(The input)
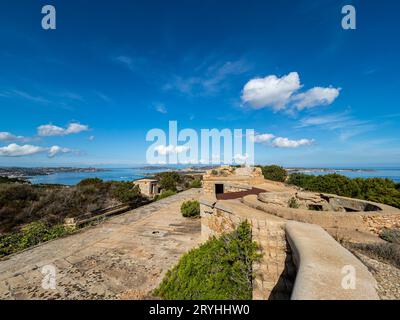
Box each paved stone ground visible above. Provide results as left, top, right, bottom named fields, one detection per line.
left=353, top=251, right=400, bottom=300
left=0, top=189, right=202, bottom=300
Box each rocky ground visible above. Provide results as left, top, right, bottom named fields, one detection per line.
left=353, top=251, right=400, bottom=300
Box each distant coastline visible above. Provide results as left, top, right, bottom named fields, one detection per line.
left=286, top=167, right=376, bottom=174
left=0, top=167, right=109, bottom=179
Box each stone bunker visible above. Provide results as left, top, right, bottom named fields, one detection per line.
left=200, top=166, right=400, bottom=300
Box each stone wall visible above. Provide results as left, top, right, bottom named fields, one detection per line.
left=362, top=214, right=400, bottom=234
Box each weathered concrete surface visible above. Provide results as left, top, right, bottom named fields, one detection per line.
left=0, top=189, right=201, bottom=300
left=286, top=221, right=379, bottom=300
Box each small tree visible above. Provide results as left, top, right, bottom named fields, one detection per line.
left=181, top=200, right=200, bottom=217
left=111, top=182, right=143, bottom=206
left=190, top=179, right=202, bottom=188
left=261, top=165, right=287, bottom=182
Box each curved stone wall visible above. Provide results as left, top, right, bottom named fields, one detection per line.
left=286, top=221, right=379, bottom=300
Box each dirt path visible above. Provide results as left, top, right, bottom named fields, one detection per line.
left=0, top=189, right=202, bottom=300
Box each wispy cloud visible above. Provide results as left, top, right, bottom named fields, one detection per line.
left=164, top=59, right=251, bottom=96
left=154, top=103, right=167, bottom=114
left=113, top=55, right=147, bottom=72
left=297, top=111, right=375, bottom=140
left=0, top=89, right=50, bottom=104
left=37, top=122, right=90, bottom=137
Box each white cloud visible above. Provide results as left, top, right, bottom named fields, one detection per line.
left=155, top=145, right=189, bottom=155
left=241, top=72, right=339, bottom=111
left=0, top=144, right=46, bottom=157
left=37, top=122, right=89, bottom=137
left=88, top=135, right=95, bottom=141
left=253, top=133, right=275, bottom=143
left=0, top=143, right=72, bottom=157
left=48, top=146, right=71, bottom=158
left=155, top=104, right=167, bottom=114
left=0, top=132, right=30, bottom=143
left=241, top=72, right=301, bottom=110
left=253, top=132, right=314, bottom=148
left=272, top=137, right=314, bottom=148
left=292, top=87, right=340, bottom=110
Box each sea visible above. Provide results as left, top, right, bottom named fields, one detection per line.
left=27, top=166, right=400, bottom=185
left=28, top=167, right=167, bottom=185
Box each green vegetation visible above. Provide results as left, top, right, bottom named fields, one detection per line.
left=111, top=182, right=143, bottom=205
left=0, top=178, right=147, bottom=257
left=288, top=197, right=299, bottom=209
left=0, top=179, right=146, bottom=235
left=259, top=165, right=287, bottom=182
left=156, top=172, right=182, bottom=192
left=380, top=228, right=400, bottom=244
left=190, top=178, right=202, bottom=188
left=154, top=221, right=260, bottom=300
left=0, top=221, right=73, bottom=258
left=287, top=173, right=400, bottom=209
left=154, top=190, right=177, bottom=201
left=0, top=176, right=27, bottom=184
left=180, top=200, right=200, bottom=217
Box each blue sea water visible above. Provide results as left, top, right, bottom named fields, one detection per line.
left=28, top=168, right=166, bottom=185
left=27, top=166, right=400, bottom=185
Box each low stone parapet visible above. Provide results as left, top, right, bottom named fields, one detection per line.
left=286, top=221, right=379, bottom=300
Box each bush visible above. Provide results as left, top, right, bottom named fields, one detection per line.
left=190, top=179, right=202, bottom=188
left=0, top=177, right=27, bottom=184
left=181, top=200, right=200, bottom=217
left=288, top=197, right=299, bottom=209
left=380, top=228, right=400, bottom=244
left=154, top=221, right=260, bottom=300
left=260, top=165, right=287, bottom=182
left=155, top=190, right=176, bottom=201
left=287, top=173, right=400, bottom=208
left=156, top=172, right=181, bottom=192
left=0, top=222, right=73, bottom=258
left=77, top=178, right=103, bottom=187
left=111, top=182, right=143, bottom=205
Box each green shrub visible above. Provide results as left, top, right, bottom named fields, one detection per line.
left=156, top=172, right=181, bottom=192
left=288, top=197, right=299, bottom=209
left=260, top=165, right=287, bottom=182
left=0, top=177, right=27, bottom=184
left=380, top=228, right=400, bottom=244
left=155, top=190, right=176, bottom=201
left=154, top=221, right=260, bottom=300
left=111, top=182, right=143, bottom=205
left=287, top=173, right=400, bottom=208
left=0, top=222, right=73, bottom=258
left=77, top=178, right=103, bottom=187
left=190, top=179, right=202, bottom=188
left=181, top=200, right=200, bottom=217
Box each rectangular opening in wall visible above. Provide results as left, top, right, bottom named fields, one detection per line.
left=215, top=184, right=224, bottom=195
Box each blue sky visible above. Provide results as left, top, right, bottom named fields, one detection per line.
left=0, top=0, right=399, bottom=167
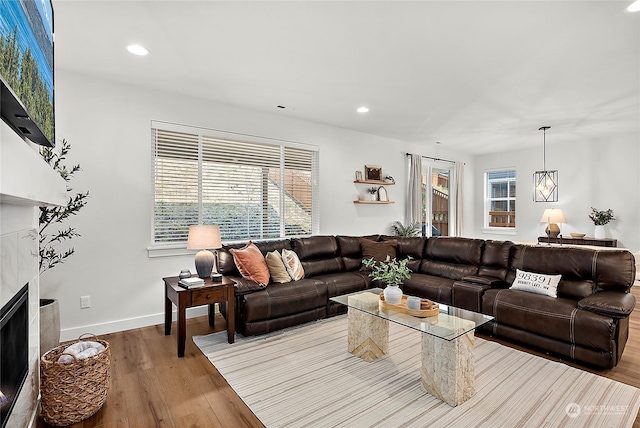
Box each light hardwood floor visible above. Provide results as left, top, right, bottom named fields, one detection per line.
left=38, top=287, right=640, bottom=428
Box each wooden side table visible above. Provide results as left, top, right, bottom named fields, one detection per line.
left=163, top=275, right=235, bottom=357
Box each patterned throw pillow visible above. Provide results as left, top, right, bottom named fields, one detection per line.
left=265, top=250, right=292, bottom=283
left=229, top=241, right=270, bottom=286
left=510, top=269, right=561, bottom=298
left=281, top=249, right=305, bottom=281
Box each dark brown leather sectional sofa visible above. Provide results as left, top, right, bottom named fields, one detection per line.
left=217, top=235, right=636, bottom=369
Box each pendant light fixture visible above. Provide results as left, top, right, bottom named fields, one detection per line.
left=533, top=126, right=558, bottom=202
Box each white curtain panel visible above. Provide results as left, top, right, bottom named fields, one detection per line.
left=406, top=154, right=422, bottom=228
left=454, top=161, right=464, bottom=237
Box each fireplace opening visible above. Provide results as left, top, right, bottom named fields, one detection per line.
left=0, top=284, right=29, bottom=428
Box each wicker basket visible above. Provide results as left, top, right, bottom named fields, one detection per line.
left=40, top=335, right=111, bottom=426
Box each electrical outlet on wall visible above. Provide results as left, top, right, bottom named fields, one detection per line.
left=80, top=295, right=90, bottom=309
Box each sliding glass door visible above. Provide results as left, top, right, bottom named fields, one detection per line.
left=423, top=164, right=452, bottom=237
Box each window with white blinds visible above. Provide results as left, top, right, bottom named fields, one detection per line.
left=152, top=123, right=319, bottom=244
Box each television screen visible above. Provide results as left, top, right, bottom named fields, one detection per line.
left=0, top=0, right=54, bottom=147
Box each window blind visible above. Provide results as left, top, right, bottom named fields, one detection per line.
left=152, top=124, right=319, bottom=243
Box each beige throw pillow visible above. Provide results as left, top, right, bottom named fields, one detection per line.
left=265, top=251, right=292, bottom=283
left=281, top=249, right=305, bottom=281
left=510, top=269, right=561, bottom=298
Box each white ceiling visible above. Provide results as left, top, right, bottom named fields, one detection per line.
left=53, top=0, right=640, bottom=155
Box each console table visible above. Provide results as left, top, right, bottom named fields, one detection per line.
left=537, top=236, right=617, bottom=247
left=163, top=275, right=235, bottom=357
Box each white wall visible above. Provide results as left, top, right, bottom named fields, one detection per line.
left=48, top=70, right=470, bottom=339
left=473, top=132, right=640, bottom=250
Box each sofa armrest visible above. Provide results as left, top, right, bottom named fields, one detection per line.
left=461, top=275, right=508, bottom=287
left=578, top=292, right=636, bottom=319
left=228, top=276, right=266, bottom=295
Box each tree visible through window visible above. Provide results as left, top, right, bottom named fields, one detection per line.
left=152, top=123, right=319, bottom=243
left=485, top=170, right=516, bottom=228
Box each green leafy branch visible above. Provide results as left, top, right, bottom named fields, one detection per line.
left=362, top=256, right=412, bottom=285
left=588, top=207, right=615, bottom=226
left=39, top=139, right=89, bottom=273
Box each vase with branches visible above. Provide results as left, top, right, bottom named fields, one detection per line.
left=39, top=139, right=89, bottom=273
left=588, top=207, right=615, bottom=226
left=588, top=207, right=614, bottom=240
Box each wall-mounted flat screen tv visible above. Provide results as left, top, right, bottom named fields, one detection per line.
left=0, top=0, right=54, bottom=147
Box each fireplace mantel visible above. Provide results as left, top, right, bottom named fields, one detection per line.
left=0, top=126, right=66, bottom=207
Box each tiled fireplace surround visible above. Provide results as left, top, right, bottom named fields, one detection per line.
left=1, top=123, right=66, bottom=427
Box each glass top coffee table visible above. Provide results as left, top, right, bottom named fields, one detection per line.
left=330, top=288, right=494, bottom=407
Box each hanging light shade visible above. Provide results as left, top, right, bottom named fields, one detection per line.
left=533, top=126, right=558, bottom=202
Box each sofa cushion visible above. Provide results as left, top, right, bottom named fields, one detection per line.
left=510, top=269, right=561, bottom=298
left=319, top=271, right=371, bottom=298
left=508, top=245, right=594, bottom=283
left=336, top=235, right=362, bottom=258
left=483, top=289, right=615, bottom=352
left=242, top=279, right=327, bottom=322
left=594, top=250, right=636, bottom=292
left=578, top=292, right=636, bottom=318
left=265, top=251, right=291, bottom=283
left=360, top=238, right=397, bottom=262
left=400, top=273, right=455, bottom=304
left=292, top=236, right=339, bottom=260
left=478, top=240, right=513, bottom=280
left=419, top=259, right=477, bottom=281
left=282, top=249, right=304, bottom=280
left=229, top=242, right=270, bottom=286
left=381, top=236, right=427, bottom=259
left=301, top=257, right=344, bottom=277
left=424, top=237, right=484, bottom=265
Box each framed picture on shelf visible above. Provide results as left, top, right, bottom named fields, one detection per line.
left=355, top=171, right=363, bottom=181
left=365, top=165, right=382, bottom=181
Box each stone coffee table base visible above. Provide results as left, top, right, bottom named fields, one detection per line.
left=345, top=292, right=476, bottom=407
left=420, top=331, right=475, bottom=406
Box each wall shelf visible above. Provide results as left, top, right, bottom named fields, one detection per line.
left=353, top=180, right=395, bottom=185
left=353, top=200, right=395, bottom=204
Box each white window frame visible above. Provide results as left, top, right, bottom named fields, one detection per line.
left=148, top=121, right=319, bottom=257
left=482, top=168, right=517, bottom=235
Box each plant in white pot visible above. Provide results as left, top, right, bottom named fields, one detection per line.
left=588, top=207, right=615, bottom=240
left=39, top=139, right=89, bottom=356
left=362, top=255, right=412, bottom=304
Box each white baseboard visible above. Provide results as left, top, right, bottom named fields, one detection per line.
left=60, top=306, right=210, bottom=342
(End The input)
Everything from the line that contains "Box each stone coffee" to the last line of the records, restated word for word, is the required output.

*Exercise output:*
Box each stone coffee table base visible above. Provide results as left, top, right, bottom named fields, one detection per line.
left=345, top=292, right=476, bottom=407
left=420, top=331, right=475, bottom=406
Box each wall shelf visible above. Provide results as left, top, right, bottom named fields, one detection per line.
left=353, top=180, right=395, bottom=185
left=353, top=200, right=395, bottom=204
Box each white window frame visible above. Provide results as left, top, right, bottom named fields, one detection per line.
left=148, top=121, right=319, bottom=257
left=482, top=168, right=517, bottom=235
Box each plant in white pot visible above. Provide results as left, top, right, bottom named fields, one detection per line.
left=588, top=207, right=615, bottom=240
left=39, top=139, right=89, bottom=356
left=362, top=255, right=412, bottom=304
Box each white baseboard visible above. Provide results as left, top, right, bottom named fields, one detection per line.
left=60, top=306, right=210, bottom=342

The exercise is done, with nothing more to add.